### Trecho do documento
+---+
Foi por acaso que comecei a acompanhar a história de Sybil Varuna, uma adolescente sobrevivente de Kali, em A Ilha dos Dissidentes. No livro, a adolescente é vítima de um desastre em alto-mar quando Titanic III, o navio em que estava, afunda. Por ser a única sobrevivente, Sybil descobre que é uma anômala – já que vive graças aos poderes até então desconhecidos.
Capturada e interrogada pelo governo, Sybil passa a se afundar cada vez mais em intrigas políticas, tão comuns às distopias juvenis, como Jogos Vorazes e Divergente. O livro, escrito por Bárbara Morais e publicado em 2013 pela editora Gutenberg, faz parte da trilogia Anômalos. Bárbara é uma autora nacional com contos publicados em antologias como Todo mundo tem uma primeira vez e Aqui quem fala é da Terra.
A trilogia Anômalos é seu primeiro trabalho de mais fôlego. Nela, conhecemos um mundo marcado pela guerra entre a União e o Império do Sol. O conflito é mundial e nenhuma das regiões que nós conhecemos é neutra. A já citada cidade de Kali, por exemplo, é uma cidade paupérrima e bélica, de onde Sybil foge antes de ser cooptada pelo exército (sem deixar de ressaltar que, por mais rico e interessante que seja o universo, a visualização geográfica fica truncada e um mapa seria muito interessante).
Esse conflito de 300 anos entre as duas facções também é o responsável pelas mutações e poderes. Como Sybil nos explica, “quando as regiões da União foram atacadas com armas química pelos dissidentes, os habitantes do Império do Sol, a resposta foi com armas nucleares. A teoria mais aceita é que a mistura dos dois com a tempestade solar mais forte dos últimos milênios causou algum tipo de anomalia em humanos de várias regiões”.
+---+
### Tarefa obrigatória 1
Responda com base na resenha:
(a) Em que navio Sybil estava quando aconteceu o desastre em alto-mar?
(b) Por qual editora e em que ano o livro foi publicado?
(c) Há quantos anos dura o conflito entre as duas facções?
### Tarefa obrigatória 2
Transcreva da resenha o trecho que começa em "Foi por acaso" e segue até "até então desconhecidos.".
### Tarefa obrigatória 3
Segundo a resenha, o que explica o surgimento das mutações e dos poderes? Responda em uma a três frases.
Os dados não têm relação com a resenha.
+---+
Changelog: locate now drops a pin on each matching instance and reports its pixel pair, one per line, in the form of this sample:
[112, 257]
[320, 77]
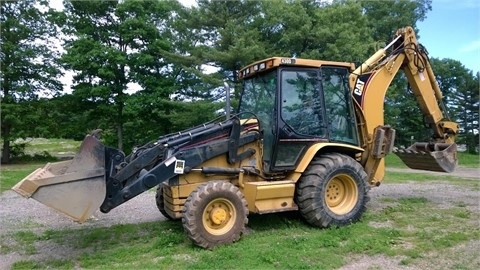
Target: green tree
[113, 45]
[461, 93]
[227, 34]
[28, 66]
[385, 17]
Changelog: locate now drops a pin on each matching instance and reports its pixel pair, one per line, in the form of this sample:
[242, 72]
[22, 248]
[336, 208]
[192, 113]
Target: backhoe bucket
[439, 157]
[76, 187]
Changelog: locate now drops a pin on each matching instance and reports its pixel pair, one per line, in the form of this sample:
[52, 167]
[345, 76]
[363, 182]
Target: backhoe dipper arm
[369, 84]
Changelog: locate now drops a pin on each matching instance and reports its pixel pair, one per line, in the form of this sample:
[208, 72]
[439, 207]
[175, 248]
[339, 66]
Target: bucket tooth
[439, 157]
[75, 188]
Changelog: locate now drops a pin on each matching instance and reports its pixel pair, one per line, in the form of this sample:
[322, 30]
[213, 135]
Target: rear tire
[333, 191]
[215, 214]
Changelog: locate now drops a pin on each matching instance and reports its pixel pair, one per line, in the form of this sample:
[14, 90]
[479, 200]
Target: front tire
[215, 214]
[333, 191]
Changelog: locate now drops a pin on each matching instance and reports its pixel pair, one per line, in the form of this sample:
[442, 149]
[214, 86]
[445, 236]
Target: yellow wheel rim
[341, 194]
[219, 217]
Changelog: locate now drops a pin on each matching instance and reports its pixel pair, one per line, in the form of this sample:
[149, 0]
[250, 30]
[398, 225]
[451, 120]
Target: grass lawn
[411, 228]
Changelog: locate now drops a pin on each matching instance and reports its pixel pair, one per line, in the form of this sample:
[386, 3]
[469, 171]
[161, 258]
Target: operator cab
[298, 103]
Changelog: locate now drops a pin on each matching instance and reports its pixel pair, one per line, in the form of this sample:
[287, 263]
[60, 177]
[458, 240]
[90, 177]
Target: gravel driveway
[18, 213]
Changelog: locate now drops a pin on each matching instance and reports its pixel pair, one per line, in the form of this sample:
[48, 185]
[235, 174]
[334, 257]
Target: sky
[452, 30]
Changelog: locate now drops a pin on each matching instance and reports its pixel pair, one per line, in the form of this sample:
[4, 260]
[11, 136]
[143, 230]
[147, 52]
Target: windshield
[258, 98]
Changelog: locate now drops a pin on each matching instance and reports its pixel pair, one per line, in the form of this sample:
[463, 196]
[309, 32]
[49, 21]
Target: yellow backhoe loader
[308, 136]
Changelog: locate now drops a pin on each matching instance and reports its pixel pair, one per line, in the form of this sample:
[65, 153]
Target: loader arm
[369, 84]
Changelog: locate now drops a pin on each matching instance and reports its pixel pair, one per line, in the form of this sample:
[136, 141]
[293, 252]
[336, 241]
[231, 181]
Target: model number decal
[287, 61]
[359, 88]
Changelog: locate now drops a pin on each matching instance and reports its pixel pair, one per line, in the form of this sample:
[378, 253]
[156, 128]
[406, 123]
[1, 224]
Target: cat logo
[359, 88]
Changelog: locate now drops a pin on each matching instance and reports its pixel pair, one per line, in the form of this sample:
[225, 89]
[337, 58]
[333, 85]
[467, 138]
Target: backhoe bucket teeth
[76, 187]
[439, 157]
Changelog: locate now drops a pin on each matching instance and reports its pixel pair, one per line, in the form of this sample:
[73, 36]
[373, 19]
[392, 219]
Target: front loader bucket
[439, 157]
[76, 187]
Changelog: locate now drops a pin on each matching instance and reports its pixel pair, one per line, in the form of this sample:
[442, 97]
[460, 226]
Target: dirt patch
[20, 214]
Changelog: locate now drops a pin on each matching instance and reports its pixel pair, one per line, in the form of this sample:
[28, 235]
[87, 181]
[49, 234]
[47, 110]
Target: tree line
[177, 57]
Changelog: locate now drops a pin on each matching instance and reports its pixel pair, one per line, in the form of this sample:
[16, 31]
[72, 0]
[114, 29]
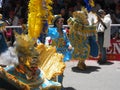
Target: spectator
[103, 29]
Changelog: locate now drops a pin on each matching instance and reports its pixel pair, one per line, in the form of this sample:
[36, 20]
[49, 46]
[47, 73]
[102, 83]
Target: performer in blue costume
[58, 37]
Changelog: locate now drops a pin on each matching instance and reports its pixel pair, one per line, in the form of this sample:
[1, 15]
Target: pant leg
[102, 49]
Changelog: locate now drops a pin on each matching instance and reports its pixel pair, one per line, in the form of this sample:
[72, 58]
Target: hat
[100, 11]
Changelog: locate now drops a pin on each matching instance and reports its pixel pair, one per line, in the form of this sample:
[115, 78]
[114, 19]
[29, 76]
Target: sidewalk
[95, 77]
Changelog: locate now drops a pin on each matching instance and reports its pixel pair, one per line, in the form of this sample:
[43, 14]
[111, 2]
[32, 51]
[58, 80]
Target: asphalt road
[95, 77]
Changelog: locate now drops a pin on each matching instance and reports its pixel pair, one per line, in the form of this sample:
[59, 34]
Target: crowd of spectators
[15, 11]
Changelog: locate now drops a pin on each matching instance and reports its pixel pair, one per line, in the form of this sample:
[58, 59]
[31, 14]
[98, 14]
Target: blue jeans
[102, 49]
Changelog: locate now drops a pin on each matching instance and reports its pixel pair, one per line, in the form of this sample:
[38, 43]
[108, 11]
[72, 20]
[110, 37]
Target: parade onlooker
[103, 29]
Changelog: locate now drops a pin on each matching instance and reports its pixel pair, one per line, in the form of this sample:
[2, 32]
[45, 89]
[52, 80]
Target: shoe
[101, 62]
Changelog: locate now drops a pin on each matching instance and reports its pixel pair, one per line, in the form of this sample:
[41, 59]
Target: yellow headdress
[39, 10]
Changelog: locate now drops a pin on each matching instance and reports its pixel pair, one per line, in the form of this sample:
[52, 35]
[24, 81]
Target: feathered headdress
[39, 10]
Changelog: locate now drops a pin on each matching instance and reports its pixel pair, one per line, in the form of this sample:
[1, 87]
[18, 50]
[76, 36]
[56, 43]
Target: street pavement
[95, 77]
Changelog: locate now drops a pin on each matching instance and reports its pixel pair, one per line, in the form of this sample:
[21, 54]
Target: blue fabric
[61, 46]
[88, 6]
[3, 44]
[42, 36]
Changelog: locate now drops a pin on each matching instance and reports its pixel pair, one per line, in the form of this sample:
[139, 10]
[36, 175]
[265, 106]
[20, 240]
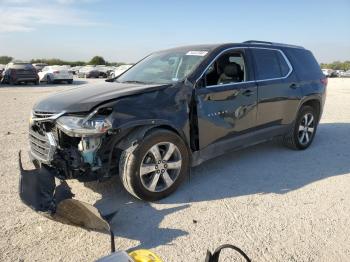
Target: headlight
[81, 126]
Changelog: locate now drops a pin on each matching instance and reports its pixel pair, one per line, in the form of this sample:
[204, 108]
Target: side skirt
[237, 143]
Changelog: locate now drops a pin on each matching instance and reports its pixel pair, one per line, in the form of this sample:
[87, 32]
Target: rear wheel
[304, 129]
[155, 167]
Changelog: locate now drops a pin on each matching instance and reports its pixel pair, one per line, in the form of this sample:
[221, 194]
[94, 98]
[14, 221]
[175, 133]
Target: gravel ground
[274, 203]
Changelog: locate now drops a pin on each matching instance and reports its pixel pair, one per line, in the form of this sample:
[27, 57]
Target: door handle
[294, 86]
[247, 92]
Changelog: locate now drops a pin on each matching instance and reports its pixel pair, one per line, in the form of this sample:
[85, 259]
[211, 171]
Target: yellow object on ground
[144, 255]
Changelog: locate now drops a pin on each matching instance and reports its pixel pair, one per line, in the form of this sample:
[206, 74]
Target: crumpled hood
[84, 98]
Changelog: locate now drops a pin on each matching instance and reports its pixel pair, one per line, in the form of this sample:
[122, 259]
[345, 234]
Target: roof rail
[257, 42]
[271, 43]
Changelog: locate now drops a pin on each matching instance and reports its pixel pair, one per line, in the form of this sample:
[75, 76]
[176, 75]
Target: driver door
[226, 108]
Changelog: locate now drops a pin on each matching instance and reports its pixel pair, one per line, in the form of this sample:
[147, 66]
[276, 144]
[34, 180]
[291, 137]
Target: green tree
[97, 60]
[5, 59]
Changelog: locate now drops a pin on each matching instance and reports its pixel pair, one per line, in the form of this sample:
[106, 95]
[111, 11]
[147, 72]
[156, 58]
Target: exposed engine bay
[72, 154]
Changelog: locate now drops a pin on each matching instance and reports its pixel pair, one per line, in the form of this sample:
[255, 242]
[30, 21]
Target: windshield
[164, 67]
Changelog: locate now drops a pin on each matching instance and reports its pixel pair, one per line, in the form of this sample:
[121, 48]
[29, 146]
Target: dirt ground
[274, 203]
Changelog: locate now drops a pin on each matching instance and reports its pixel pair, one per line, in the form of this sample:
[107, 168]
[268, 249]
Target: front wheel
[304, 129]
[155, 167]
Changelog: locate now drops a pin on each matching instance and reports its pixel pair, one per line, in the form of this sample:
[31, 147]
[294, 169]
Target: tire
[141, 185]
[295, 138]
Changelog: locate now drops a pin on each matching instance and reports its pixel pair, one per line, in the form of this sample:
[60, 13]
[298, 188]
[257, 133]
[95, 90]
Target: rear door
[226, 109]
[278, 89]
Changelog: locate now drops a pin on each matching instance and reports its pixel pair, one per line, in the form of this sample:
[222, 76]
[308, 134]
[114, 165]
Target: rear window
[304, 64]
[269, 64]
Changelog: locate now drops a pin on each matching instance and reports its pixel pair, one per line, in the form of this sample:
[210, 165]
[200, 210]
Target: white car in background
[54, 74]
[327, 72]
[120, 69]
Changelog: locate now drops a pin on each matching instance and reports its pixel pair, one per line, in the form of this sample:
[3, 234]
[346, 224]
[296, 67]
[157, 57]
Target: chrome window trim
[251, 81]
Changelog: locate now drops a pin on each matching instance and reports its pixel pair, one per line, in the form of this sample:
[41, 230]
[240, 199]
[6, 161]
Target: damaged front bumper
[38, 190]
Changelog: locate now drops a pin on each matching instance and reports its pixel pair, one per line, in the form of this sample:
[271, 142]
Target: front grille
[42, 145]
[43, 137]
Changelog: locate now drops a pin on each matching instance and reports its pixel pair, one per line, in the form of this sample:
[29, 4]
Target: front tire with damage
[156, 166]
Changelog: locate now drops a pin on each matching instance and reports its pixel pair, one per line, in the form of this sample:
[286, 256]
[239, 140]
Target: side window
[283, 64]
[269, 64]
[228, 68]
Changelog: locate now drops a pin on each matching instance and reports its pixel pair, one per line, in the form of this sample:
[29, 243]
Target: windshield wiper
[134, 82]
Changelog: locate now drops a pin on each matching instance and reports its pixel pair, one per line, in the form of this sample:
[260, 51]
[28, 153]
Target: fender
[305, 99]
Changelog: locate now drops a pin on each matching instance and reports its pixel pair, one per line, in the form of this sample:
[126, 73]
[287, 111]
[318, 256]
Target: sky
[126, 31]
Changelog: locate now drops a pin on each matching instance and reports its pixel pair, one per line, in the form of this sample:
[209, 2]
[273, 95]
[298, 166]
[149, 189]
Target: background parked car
+---+
### Resultado correto 1
(a) No Titanic III.
(b) Pela editora Gutenberg, em 2013.
(c) Há 300 anos.

### Resultado correto 2
Foi por acaso que comecei a acompanhar a história de Sybil Varuna, uma adolescente sobrevivente de Kali, em A Ilha dos Dissidentes. No livro, a adolescente é vítima de um desastre em alto-mar quando Titanic III, o navio em que estava, afunda. Por ser a única sobrevivente, Sybil descobre que é uma anômala – já que vive graças aos poderes até então desconhecidos.

### Resultado correto 3
As mutações e os poderes vêm do conflito de 300 anos entre a União e o Império do Sol. Quando regiões da União foram atacadas pelos dissidentes com armas químicas, a resposta foi com armas nucleares. Segundo a teoria mais aceita, a mistura das duas com a tempestade solar mais forte dos últimos milênios causou anomalias em humanos de várias regiões.